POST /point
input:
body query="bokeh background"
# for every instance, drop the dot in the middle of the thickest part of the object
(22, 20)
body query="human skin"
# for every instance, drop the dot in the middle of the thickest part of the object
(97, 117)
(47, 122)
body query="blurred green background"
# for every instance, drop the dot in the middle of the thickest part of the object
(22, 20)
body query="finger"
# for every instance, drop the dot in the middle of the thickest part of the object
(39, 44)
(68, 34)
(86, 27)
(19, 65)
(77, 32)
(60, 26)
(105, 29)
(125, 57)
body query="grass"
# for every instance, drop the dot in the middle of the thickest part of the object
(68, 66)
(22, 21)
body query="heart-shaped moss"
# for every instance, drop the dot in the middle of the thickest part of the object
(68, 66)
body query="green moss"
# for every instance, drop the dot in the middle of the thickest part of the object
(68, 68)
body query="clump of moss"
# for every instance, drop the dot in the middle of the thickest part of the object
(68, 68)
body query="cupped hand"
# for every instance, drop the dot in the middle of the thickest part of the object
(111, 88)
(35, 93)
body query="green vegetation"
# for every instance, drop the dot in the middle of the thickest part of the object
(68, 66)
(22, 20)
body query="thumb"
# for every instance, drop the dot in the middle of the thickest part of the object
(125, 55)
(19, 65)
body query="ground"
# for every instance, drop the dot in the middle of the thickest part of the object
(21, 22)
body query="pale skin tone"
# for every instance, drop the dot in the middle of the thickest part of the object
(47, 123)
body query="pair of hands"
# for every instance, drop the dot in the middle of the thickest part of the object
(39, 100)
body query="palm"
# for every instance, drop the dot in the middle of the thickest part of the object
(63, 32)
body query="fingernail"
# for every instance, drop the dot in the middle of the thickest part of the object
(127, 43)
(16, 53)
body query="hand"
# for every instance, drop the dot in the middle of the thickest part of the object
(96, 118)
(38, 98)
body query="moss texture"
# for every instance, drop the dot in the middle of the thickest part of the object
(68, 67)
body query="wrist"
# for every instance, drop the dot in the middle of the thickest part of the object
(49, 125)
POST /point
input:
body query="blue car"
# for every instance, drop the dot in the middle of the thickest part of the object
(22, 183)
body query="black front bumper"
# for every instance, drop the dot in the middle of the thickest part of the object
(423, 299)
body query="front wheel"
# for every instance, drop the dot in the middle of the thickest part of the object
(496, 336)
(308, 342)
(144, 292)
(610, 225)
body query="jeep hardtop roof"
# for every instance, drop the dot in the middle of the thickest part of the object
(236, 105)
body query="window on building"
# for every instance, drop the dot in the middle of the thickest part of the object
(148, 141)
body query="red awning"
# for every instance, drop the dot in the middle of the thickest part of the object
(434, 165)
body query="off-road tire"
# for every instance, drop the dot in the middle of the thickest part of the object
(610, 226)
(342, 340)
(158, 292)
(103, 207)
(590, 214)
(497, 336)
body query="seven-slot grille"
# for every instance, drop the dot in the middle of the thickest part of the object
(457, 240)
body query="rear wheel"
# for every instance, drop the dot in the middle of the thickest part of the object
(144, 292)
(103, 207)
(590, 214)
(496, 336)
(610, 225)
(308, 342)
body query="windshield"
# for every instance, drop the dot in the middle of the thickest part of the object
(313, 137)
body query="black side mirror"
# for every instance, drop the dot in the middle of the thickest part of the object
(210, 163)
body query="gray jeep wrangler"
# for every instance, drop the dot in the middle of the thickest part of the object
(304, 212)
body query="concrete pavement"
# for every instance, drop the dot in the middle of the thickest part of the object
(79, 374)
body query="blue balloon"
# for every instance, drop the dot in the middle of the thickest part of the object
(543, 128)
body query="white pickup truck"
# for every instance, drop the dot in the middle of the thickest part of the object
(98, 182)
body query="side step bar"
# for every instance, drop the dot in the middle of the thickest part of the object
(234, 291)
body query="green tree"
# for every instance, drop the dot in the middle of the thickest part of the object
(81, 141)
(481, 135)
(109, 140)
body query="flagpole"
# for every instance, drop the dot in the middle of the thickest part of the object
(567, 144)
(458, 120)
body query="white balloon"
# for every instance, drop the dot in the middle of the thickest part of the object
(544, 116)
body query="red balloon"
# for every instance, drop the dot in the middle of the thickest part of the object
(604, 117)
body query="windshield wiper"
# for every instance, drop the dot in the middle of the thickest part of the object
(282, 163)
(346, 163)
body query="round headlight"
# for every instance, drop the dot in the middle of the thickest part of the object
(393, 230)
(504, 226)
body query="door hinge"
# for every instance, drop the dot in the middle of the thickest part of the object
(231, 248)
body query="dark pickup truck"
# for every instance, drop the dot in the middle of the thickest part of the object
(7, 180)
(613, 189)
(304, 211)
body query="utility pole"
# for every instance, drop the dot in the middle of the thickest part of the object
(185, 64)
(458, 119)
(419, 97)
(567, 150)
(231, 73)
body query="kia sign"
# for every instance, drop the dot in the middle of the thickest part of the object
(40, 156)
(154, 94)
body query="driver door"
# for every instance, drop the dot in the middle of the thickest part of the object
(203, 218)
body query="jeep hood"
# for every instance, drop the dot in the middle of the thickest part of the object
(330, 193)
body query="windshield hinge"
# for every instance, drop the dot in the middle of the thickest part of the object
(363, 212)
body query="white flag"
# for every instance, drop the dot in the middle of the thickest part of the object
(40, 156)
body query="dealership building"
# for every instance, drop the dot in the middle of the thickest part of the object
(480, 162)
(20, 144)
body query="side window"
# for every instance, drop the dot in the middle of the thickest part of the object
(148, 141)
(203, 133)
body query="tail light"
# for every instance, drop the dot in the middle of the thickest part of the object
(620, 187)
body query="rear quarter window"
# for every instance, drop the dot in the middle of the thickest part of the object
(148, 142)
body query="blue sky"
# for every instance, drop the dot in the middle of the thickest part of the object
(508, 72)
....
Go through the material above and copy each line that holds the string "hinge".

# Answer to the problem
body query="door hinge"
body query="windshield hinge"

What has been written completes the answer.